§ READING PASSAGE:
Pulses may gain from Michael Gove’s new farm strategy
Peas and beans may become more attractive crops to grow under Michael Gove’s new farm strategy after Britain leaves the European Union as they have clear environmental benefits.
These pulse crops require no nitrogen fertiliser, can fix nitrogen from the atmosphere to help following crops, and so can cut greenhouse gases and are seen as low carbon crops.
Defra secretary Mr Gove has outlined a vision of UK farming outside the EU with subsidies linked more closely to environmental benefits, being for the public good and developing a sustainable agriculture.
See also: Spring bean crop hits a high yield in Lincolnshire
Roger Vickers, chief executive of the Processors and Growers Research Organisation (PGRO), said pulses will have a strong future in this current political climate.
“If we look at pulses, they tick all the boxes, being environmentally sound, deliver public good and also improve sustainable agriculture,” he said.
Pulse area down
The pulse crop area is forecast down 6% this season at 219,000ha due to a poor quality harvest in 2017 and also the need to grow the crop without pesticides, if farmers grow pulses as part of their Ecological Focus Area needed to secure subsidies.

§ WORK INSTRUCTION 1:
According to the article on pulse crops, by what percentage is the pulse crop area forecast to fall this season?
§ WORK INSTRUCTION 2:
Return, word for word, the stretch of the pulse crops article from "These pulse crops" through "low carbon crops.".

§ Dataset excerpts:
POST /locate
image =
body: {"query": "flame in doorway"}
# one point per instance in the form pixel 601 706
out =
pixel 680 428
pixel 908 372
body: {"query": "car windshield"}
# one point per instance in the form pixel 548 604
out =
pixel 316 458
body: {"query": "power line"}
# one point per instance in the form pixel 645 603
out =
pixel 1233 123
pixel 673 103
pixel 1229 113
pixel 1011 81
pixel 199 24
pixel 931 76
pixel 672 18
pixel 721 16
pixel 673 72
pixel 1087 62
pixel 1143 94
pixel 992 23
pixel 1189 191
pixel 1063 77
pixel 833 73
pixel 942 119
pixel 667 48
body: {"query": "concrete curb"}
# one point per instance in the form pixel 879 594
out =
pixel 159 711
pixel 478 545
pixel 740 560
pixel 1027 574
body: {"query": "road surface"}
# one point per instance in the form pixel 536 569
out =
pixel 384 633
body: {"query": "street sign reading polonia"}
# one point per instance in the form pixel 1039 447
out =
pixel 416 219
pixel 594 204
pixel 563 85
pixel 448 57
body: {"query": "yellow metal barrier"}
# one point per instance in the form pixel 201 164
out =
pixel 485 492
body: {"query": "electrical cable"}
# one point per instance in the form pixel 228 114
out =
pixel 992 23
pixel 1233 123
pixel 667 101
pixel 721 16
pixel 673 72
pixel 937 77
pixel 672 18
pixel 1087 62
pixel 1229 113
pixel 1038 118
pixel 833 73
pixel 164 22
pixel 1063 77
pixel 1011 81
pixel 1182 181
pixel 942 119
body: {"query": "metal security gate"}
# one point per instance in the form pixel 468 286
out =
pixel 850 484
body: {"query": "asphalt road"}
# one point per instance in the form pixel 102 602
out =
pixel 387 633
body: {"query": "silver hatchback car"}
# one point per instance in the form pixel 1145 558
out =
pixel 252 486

§ TASK RESPONSE 1:
6%

§ TASK RESPONSE 2:
These pulse crops require no nitrogen fertiliser, can fix nitrogen from the atmosphere to help following crops, and so can cut greenhouse gases and are seen as low carbon crops.